(TASK OBJECTIVE):
Return the full listing, character for character.

(SOURCE MATERIAL):
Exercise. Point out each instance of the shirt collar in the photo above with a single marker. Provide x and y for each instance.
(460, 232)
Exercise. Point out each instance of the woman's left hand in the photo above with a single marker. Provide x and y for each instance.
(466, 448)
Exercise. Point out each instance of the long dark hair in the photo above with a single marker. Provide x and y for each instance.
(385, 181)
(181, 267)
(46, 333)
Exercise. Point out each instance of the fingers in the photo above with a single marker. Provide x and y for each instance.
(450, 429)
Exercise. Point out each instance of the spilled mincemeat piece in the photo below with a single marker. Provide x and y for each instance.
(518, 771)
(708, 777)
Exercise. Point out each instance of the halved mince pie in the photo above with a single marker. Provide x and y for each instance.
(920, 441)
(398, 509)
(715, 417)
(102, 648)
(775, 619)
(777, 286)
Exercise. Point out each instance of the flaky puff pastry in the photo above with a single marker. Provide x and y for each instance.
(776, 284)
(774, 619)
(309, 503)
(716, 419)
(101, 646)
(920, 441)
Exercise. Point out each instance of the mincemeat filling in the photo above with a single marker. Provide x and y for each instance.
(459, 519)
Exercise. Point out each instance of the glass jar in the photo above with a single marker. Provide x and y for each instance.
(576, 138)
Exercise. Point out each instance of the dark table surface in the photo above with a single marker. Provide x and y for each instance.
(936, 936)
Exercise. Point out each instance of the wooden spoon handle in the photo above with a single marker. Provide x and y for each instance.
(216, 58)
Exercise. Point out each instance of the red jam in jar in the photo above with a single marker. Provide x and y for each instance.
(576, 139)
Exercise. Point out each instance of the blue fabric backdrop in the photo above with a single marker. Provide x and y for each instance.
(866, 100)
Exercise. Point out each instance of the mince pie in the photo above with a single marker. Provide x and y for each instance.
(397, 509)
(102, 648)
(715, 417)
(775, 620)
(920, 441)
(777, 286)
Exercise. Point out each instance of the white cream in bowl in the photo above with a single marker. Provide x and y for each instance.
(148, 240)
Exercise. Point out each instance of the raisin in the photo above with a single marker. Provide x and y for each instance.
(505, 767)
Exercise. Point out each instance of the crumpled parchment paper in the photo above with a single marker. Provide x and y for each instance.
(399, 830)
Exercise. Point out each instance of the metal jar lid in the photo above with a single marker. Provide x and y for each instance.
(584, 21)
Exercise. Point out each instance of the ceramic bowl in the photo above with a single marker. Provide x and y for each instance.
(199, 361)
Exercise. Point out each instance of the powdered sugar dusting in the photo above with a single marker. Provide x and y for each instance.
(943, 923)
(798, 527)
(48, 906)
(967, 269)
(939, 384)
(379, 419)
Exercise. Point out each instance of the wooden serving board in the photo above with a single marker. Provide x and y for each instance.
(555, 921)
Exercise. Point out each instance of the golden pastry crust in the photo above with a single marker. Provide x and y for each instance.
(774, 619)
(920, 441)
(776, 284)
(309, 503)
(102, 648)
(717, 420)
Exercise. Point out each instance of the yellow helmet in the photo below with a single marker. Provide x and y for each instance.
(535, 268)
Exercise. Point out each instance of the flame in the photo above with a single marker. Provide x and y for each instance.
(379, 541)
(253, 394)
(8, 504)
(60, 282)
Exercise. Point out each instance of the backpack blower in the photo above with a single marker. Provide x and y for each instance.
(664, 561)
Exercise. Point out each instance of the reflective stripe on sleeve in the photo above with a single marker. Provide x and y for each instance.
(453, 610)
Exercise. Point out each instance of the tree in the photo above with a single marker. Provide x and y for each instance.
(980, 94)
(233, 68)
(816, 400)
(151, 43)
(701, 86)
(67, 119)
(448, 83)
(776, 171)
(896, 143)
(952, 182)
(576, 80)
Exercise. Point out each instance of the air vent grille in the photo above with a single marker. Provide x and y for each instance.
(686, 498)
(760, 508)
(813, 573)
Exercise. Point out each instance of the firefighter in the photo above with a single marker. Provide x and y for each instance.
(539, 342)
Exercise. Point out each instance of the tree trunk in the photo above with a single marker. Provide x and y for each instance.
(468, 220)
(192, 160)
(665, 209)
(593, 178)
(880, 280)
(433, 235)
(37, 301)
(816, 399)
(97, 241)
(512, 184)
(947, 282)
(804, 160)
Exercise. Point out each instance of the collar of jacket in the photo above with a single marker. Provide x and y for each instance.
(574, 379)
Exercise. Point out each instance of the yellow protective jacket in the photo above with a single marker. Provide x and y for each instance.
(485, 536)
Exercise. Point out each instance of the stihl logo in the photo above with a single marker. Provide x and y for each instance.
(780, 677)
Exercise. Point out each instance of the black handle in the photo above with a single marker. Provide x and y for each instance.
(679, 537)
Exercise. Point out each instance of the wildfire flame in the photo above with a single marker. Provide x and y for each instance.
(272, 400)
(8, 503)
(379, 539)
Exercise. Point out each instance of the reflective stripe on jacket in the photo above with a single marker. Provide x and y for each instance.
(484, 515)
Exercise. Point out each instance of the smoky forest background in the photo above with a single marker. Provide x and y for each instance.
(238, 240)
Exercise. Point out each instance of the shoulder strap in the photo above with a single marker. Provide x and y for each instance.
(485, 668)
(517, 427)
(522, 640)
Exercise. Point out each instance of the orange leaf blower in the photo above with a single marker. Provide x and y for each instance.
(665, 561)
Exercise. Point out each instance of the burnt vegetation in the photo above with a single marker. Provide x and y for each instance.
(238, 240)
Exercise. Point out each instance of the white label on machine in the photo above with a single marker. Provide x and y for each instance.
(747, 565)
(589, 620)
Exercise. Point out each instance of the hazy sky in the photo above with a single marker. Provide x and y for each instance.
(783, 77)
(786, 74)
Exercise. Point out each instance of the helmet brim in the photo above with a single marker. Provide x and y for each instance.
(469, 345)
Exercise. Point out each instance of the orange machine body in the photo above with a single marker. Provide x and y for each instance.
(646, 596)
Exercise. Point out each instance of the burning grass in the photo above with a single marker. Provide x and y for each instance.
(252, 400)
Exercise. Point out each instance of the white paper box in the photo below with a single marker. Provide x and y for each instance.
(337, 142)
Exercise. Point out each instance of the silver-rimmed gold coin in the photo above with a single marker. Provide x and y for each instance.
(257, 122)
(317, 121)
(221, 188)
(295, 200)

(EXPECTED ANSWER):
Exercise. Point out each instance of the shirt collar in the photo above with a single marker. Provide x and y for each instance.
(460, 232)
Exercise. Point out each instance of the woman's left hand in the photo above with a single marker. Provide x and y for each instance.
(466, 448)
Exercise. Point out each instance of the long dark hair in the photo above with a single marker. Provide x and y for each instance.
(385, 181)
(181, 267)
(46, 333)
Exercise. Point out each instance of the fingers in the photo above with a single marker. Provide x and y for each instance.
(450, 429)
Exercise. Point out each instance of the spilled mincemeat piece in the photo below with a single marker. Provide x and y for each instance.
(518, 771)
(708, 777)
Exercise. Point out each instance of the halved mince pie in the photo above with a single marker. Provide x and y for each instance.
(920, 441)
(398, 509)
(715, 417)
(102, 648)
(775, 619)
(777, 286)
Exercise. Point out each instance of the flaky puff pastry in the photo above with a single marker. Provide x and y for each instance.
(776, 284)
(774, 619)
(309, 503)
(716, 419)
(101, 646)
(920, 441)
Exercise. Point out each instance of the mincemeat filling in the photo above with a single marker. Provide x and y for each instance.
(459, 519)
Exercise. Point out each instance of the glass jar in the photo above with a single marker. Provide x and y for each instance.
(576, 138)
Exercise. Point out each instance of the dark table surface in the photo above with a single marker. Provide x and y for each instance.
(936, 936)
Exercise. Point out each instance of the wooden spoon handle in the photo above with a single marker. Provide x and y for each instance.
(216, 58)
Exercise. Point out each instance of the red jam in jar in the photo above with a single marker. Provide x and y for each instance.
(576, 139)
Exercise. Point out each instance of the blue fabric backdrop in the photo above with a single marker. Provide x and y for each instance.
(866, 100)
Exercise. Point out each instance of the mince pie in the photo above with a single marker. Provide x and y for each instance.
(397, 509)
(102, 648)
(715, 417)
(775, 620)
(920, 441)
(777, 286)
Exercise. Point out each instance of the white cream in bowl in the photo above with a single marker. Provide x and y for each instance.
(148, 240)
Exercise. Point out each instance of the raisin in the photo above with a single marker. Provide x and y for each instance.
(505, 767)
Exercise. Point out each instance of the crumpled parchment paper in the photo above with a single marker. Provide x and y for each instance.
(399, 830)
Exercise. Point out each instance of the metal jar lid in the photo above with a single marker. Provide x and y for each instance.
(584, 21)
Exercise. Point out each instance of the ceramic bowl in the photo above with a single marker. Provide x and y for each instance.
(199, 361)
Exercise. Point out each instance of the powdered sugar dusting in the photo above with a single marker. Provide x and y for each instance.
(943, 923)
(798, 527)
(48, 906)
(967, 269)
(939, 384)
(379, 419)
Exercise. Point out each instance of the wooden serving board in the photo above with a single marker. Provide x and y for each instance.
(555, 921)
Exercise. Point out each instance of the golden pastry crust in the photo above with a single marker. Provide x and y for each instance.
(774, 619)
(920, 441)
(776, 284)
(309, 503)
(102, 648)
(717, 420)
Exercise. Point out each instance of the yellow helmet in the photo below with a single marker. Provide x and y for each instance.
(535, 268)
Exercise. Point out each instance of the flame in the photo above with a single marker. Provide x and y for each instance.
(379, 541)
(253, 394)
(8, 504)
(60, 282)
Exercise. Point out each instance of the backpack blower in the photo above with a single marker. Provide x and y for each instance.
(664, 561)
Exercise. Point out each instance of the reflective stripe on sleeve in the photo above with a single marker. Provide x and y for each instance.
(453, 610)
Exercise. Point out each instance of the tree in the photo above with a single marker. Provide x and y for each instance.
(980, 94)
(233, 68)
(816, 400)
(151, 43)
(701, 86)
(67, 119)
(448, 83)
(776, 171)
(896, 143)
(952, 182)
(576, 80)
Exercise. Point out each instance of the air vent grille in the photo above with a single marker. Provide x and y for each instance.
(686, 498)
(760, 508)
(813, 573)
Exercise. Point out each instance of the firefighter in the photo above with a single marker. Provide x and y for each instance.
(539, 342)
Exercise. Point out each instance of the tree trunk in the photo above with a single marker. Provide x and y for each instance.
(468, 220)
(192, 160)
(665, 209)
(593, 178)
(880, 280)
(433, 235)
(37, 301)
(816, 399)
(97, 241)
(512, 184)
(947, 282)
(804, 160)
Exercise. Point out each instance of the collar of jacket in the photo above with a single marker. Provide x and y for each instance.
(574, 379)
Exercise. Point out each instance of the yellow protective jacket in the photo above with a single marker. Provide x and y for each instance.
(485, 536)
Exercise. Point out each instance of the stihl logo in the photo above with a single marker. Provide x and y for each instance.
(780, 677)
Exercise. Point out each instance of the black handle in the photo above with a single marker. Provide x and y for each instance.
(679, 537)
Exercise. Point out each instance of the wildfire flame in the photo above with a single marker. Provide x and y for each instance.
(272, 400)
(8, 503)
(379, 539)
Exercise. Point out each instance of the reflective stripe on jacket in the photo above with a single marker. Provide x and y for each instance.
(484, 515)
Exercise. Point out each instance of the smoky forest background in the photo above with a single marker. Provide x and y for each instance.
(238, 240)
Exercise. Point out each instance of the shoulder strap in the photo above with a single marker. Provide x and y for each instance.
(485, 668)
(517, 427)
(522, 640)
Exercise. Point out each instance of the orange leaf blower in the photo above with a single marker. Provide x and y for each instance.
(665, 561)
Exercise. Point out each instance of the burnt vegetation in the photo above with a single marker. Provide x and y for each instance.
(238, 240)
Exercise. Point out each instance of the white label on machine in the photo above with a single marker. Provide x and y for each instance.
(747, 565)
(589, 620)
Exercise. Point out each instance of the hazy sky in the photo above with a single marker. Provide x and y for each instance.
(783, 77)
(786, 74)
Exercise. Point out each instance of the helmet brim in the photo above with a single marker. Provide x and y for each instance.
(469, 345)
Exercise. Point out each instance of the orange machine body in the photo above with a single marker. Provide x and y for each instance.
(646, 596)
Exercise. Point out each instance of the burning grass in the photo above with a single marker. Provide x and y for each instance.
(252, 400)
Exercise. Point out each instance of the white paper box in the photo below with a single marker. Provide x and y for each instance.
(337, 142)
Exercise. Point out each instance of the silver-rimmed gold coin in the photo above with a single marker. Provide x and y for each instance.
(257, 122)
(317, 121)
(221, 188)
(295, 200)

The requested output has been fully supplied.